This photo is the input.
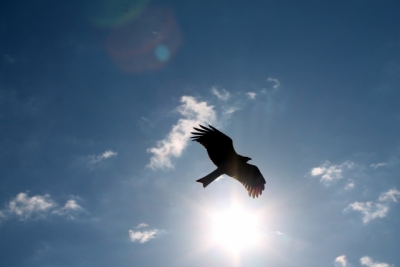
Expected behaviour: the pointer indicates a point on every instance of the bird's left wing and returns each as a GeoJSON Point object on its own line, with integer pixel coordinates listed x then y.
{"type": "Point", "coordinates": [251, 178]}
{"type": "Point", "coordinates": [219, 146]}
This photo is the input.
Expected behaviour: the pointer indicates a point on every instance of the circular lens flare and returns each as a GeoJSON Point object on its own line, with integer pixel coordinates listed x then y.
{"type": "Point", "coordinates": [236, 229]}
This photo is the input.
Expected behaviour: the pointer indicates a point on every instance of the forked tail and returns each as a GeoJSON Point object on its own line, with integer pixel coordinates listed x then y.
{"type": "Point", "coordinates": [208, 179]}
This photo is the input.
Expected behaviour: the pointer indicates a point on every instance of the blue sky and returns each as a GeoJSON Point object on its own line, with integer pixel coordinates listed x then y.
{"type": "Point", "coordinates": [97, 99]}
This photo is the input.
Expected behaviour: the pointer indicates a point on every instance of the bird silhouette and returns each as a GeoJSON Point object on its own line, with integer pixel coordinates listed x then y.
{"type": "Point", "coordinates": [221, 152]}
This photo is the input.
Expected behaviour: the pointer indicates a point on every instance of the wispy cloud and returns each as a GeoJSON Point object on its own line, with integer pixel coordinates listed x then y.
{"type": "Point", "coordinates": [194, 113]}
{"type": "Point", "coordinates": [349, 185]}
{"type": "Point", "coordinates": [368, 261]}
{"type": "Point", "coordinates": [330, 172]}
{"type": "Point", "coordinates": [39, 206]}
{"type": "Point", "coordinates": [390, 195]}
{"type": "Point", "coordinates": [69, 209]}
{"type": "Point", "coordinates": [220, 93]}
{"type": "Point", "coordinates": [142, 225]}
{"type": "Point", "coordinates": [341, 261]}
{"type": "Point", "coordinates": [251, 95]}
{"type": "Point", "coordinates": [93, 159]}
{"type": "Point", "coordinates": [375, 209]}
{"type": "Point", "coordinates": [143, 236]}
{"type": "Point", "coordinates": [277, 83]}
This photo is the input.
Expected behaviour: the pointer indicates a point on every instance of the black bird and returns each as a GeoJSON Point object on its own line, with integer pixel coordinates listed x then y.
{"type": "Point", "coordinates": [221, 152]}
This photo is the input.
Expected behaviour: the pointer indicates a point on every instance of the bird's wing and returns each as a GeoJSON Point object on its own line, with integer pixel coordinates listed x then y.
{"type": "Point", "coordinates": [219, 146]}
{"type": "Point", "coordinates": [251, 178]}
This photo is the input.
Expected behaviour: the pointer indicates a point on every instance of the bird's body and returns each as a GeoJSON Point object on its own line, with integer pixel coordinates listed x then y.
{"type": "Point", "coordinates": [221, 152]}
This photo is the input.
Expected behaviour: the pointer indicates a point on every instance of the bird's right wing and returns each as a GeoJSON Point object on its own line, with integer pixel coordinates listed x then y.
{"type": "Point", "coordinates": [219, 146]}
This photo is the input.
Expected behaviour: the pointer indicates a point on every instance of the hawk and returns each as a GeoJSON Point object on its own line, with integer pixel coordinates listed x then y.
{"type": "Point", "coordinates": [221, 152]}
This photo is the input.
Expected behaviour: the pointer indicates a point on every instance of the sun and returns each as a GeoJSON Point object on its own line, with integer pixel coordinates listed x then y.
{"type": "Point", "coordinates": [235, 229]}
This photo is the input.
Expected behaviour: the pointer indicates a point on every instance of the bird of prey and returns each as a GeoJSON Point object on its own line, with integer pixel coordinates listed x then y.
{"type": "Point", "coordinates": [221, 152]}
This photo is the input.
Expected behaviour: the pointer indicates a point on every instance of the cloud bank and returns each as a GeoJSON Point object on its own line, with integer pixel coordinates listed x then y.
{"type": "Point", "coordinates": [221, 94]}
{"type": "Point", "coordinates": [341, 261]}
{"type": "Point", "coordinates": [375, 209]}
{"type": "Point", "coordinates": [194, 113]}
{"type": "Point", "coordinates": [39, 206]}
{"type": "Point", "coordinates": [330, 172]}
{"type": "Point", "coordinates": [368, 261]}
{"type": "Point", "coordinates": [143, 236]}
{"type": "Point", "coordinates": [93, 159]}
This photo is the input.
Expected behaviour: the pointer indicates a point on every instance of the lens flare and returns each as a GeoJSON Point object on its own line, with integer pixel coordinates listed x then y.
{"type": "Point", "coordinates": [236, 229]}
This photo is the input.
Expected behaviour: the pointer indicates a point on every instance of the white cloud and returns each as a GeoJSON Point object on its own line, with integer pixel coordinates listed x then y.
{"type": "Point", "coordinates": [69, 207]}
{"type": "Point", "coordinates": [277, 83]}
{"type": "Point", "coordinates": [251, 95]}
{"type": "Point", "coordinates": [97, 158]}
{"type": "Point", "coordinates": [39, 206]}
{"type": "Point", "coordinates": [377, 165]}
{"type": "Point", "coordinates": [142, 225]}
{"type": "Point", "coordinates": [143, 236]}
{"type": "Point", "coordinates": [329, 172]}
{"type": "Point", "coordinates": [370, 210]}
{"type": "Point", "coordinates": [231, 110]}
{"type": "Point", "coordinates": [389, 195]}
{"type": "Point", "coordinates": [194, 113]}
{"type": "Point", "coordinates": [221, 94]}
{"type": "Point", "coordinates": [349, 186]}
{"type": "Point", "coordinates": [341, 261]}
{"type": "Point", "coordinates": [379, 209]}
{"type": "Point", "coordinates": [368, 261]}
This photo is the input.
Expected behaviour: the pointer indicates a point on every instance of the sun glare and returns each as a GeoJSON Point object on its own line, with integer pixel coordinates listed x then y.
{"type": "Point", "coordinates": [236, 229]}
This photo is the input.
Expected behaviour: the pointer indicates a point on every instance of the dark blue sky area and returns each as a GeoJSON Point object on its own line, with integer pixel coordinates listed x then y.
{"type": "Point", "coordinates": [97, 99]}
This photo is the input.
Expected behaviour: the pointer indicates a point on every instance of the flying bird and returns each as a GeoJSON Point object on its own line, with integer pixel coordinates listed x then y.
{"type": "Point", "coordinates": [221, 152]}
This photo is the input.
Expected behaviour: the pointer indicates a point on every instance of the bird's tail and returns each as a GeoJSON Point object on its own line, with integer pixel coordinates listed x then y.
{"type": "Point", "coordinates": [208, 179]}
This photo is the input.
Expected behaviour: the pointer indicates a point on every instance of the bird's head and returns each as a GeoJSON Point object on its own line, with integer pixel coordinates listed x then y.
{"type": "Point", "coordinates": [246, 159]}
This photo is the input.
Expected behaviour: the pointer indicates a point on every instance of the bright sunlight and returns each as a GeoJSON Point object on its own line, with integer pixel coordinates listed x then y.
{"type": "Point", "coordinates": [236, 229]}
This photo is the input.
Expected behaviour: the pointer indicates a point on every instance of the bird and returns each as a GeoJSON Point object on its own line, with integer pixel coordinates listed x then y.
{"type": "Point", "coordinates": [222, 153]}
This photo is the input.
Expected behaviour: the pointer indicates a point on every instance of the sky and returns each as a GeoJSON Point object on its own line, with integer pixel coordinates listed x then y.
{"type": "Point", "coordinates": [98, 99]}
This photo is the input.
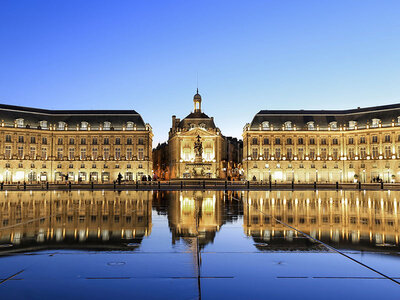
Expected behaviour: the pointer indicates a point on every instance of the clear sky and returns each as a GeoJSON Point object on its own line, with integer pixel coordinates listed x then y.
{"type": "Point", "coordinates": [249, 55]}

Work item: An exact repeat of all the data is required, pictures excluded.

Answer space:
This photo is the input.
Expected behaviour: the pointer indicates a point on every instance of the bird's left wing and returns each as a GeoJSON Point object on its own line, with integer pixel coordinates listed x then y.
{"type": "Point", "coordinates": [251, 178]}
{"type": "Point", "coordinates": [219, 146]}
This photo is the input.
Expected behaviour: the pointer indicates a point on every instance of the circular lens flare and returns each as a GeoJSON Point object on its own line, with integer pixel coordinates listed x then y.
{"type": "Point", "coordinates": [236, 229]}
This photo is the input.
Expected behaviour: the pointer indicates a point on every instance of the forked tail and returns each as a GeoJSON Point object on its own line, with integer pixel coordinates listed x then y.
{"type": "Point", "coordinates": [208, 179]}
This photo is the input.
Expected behaviour: the pointer indicates a point on every instance of the blue sky and returns each as a GeoJSON Point object on its own line, with integer pixel coordinates listed x then y.
{"type": "Point", "coordinates": [97, 99]}
This photo is the input.
Expected behaviour: the pointer indicates a point on every instance of the bird silhouette and returns each as a GeoJSON Point object on its own line, with integer pixel coordinates listed x then y.
{"type": "Point", "coordinates": [221, 152]}
This photo is the input.
Expected behaviour: the pointer indicates a point on every instance of the wispy cloud and returns each as a GeoJSON Point object on its own line, with integer pixel coordinates listed x then y.
{"type": "Point", "coordinates": [194, 113]}
{"type": "Point", "coordinates": [349, 185]}
{"type": "Point", "coordinates": [368, 261]}
{"type": "Point", "coordinates": [330, 172]}
{"type": "Point", "coordinates": [39, 206]}
{"type": "Point", "coordinates": [390, 195]}
{"type": "Point", "coordinates": [69, 209]}
{"type": "Point", "coordinates": [220, 93]}
{"type": "Point", "coordinates": [142, 225]}
{"type": "Point", "coordinates": [341, 261]}
{"type": "Point", "coordinates": [251, 95]}
{"type": "Point", "coordinates": [93, 159]}
{"type": "Point", "coordinates": [375, 209]}
{"type": "Point", "coordinates": [143, 236]}
{"type": "Point", "coordinates": [277, 83]}
This photo is the input.
Expected behaviour: the pointer indicates a point on every instance of the black bird and returns each as a GeoJSON Point object on its own line, with integer pixel coordinates listed x then y.
{"type": "Point", "coordinates": [221, 152]}
This photo is the input.
Expected behaviour: the pointer indicates a point on every instance of the bird's wing and returns each as a GeoJSON Point object on its own line, with integer pixel coordinates listed x then y.
{"type": "Point", "coordinates": [219, 146]}
{"type": "Point", "coordinates": [251, 178]}
This photo is the input.
Expected behaviour: the pointer indicates a point on every instance of the bird's body and returns each as a GeoJSON Point object on its own line, with integer pixel coordinates listed x then y.
{"type": "Point", "coordinates": [221, 152]}
This photo is the input.
Expected behaviour: the pointer indicates a point on every instance of the bird's right wing and returns each as a GeoJSON Point object on its own line, with integer pixel coordinates listed x then y.
{"type": "Point", "coordinates": [219, 146]}
This photo is the input.
Expected behaviour: the pointer indicates a point on every instance of the hawk and returns each as a GeoJSON Point object on its own line, with integer pixel coordinates listed x then y.
{"type": "Point", "coordinates": [221, 152]}
This photo is the input.
Expected behaviour: the pointer indicates a point on every instance of the sun and returns each as a GeoJSON Point object on its own line, with integer pixel coordinates listed x then y.
{"type": "Point", "coordinates": [235, 229]}
This photo is the input.
Expected behaviour: the pointer indicates a point on every instance of the bird of prey and returns each as a GeoJSON Point object on its own line, with integer pixel coordinates listed x then y.
{"type": "Point", "coordinates": [221, 152]}
This photo is the input.
Expected behaviour: the pointer indicates a point on every instance of the cloud bank and returns each as a GeoJSON Point object on its own line, with integer pixel coordinates listed x then y.
{"type": "Point", "coordinates": [221, 94]}
{"type": "Point", "coordinates": [341, 261]}
{"type": "Point", "coordinates": [375, 209]}
{"type": "Point", "coordinates": [194, 113]}
{"type": "Point", "coordinates": [39, 206]}
{"type": "Point", "coordinates": [330, 172]}
{"type": "Point", "coordinates": [368, 261]}
{"type": "Point", "coordinates": [143, 236]}
{"type": "Point", "coordinates": [93, 159]}
This photo is the input.
Expected behaviour: the pointer indicates a point on every instance of the lens flare and returns each as a GeoJSON Point object on its own line, with integer pixel coordinates listed x then y.
{"type": "Point", "coordinates": [236, 229]}
This photo is the input.
Expected behaviour: the pointer indicates a point on every instance of the white cloud and returns each as a GeoJSON Point object on its own line, with integer pixel coordinates listed x then y.
{"type": "Point", "coordinates": [69, 207]}
{"type": "Point", "coordinates": [277, 83]}
{"type": "Point", "coordinates": [251, 95]}
{"type": "Point", "coordinates": [97, 158]}
{"type": "Point", "coordinates": [39, 206]}
{"type": "Point", "coordinates": [377, 165]}
{"type": "Point", "coordinates": [142, 225]}
{"type": "Point", "coordinates": [143, 236]}
{"type": "Point", "coordinates": [329, 172]}
{"type": "Point", "coordinates": [370, 210]}
{"type": "Point", "coordinates": [231, 110]}
{"type": "Point", "coordinates": [389, 195]}
{"type": "Point", "coordinates": [194, 113]}
{"type": "Point", "coordinates": [221, 94]}
{"type": "Point", "coordinates": [349, 186]}
{"type": "Point", "coordinates": [341, 261]}
{"type": "Point", "coordinates": [379, 209]}
{"type": "Point", "coordinates": [368, 261]}
This photo is the input.
Expected behaviour: the pointer indicates a point on every instance of the sun glare and returns each as a GeoJSON Point object on its own line, with integer pixel coordinates listed x then y.
{"type": "Point", "coordinates": [236, 229]}
This photo is the input.
Expected behaviour: the pointer indicates a point on every instance of the dark blue sky area and returns each as a GeoJSON Point object on its own line, with integer pixel coordinates listed x then y.
{"type": "Point", "coordinates": [97, 99]}
This photo is the input.
Expected behaviour: the pointer indicates a point on every instance of the flying bird and returns each as a GeoJSON Point object on its own line, with integer pixel coordinates listed x then y.
{"type": "Point", "coordinates": [221, 152]}
This photo is the input.
Expected behaviour: the pointer indicates a point on every instance of the bird's tail and returns each as a GeoJSON Point object on its own line, with integer pixel coordinates listed x then y.
{"type": "Point", "coordinates": [208, 179]}
This photo is the input.
Expected behaviour: the pointer indicates a point on every instance of the bird's head and returns each as a GeoJSON Point object on its own line, with integer pixel coordinates listed x then y.
{"type": "Point", "coordinates": [246, 159]}
This photo is the input.
Expected behaviour: the pointer indicates a point on every instance of the bright sunlight and returns each as a GeoJSON Point object on its own line, with integer pixel coordinates listed x then y.
{"type": "Point", "coordinates": [236, 229]}
This photo is the input.
Expected behaviour: the pointer indicates a point on every instance of the bird and returns each as a GeoJSON Point object on its own line, with integer pixel coordinates listed x then y.
{"type": "Point", "coordinates": [222, 153]}
This photo is the input.
Expected behaviour: the pointer indicates a point on every instance of the sky and returns each as a GeoJSON Point object on its own line, with integer pixel coordinates listed x then y.
{"type": "Point", "coordinates": [98, 99]}
This photo is the input.
Expected behaviour: the pointer indicates a point on every instance of the clear sky and returns each as a GeoJSON Point object on its own line, with integer pixel coordinates listed x then y.
{"type": "Point", "coordinates": [249, 55]}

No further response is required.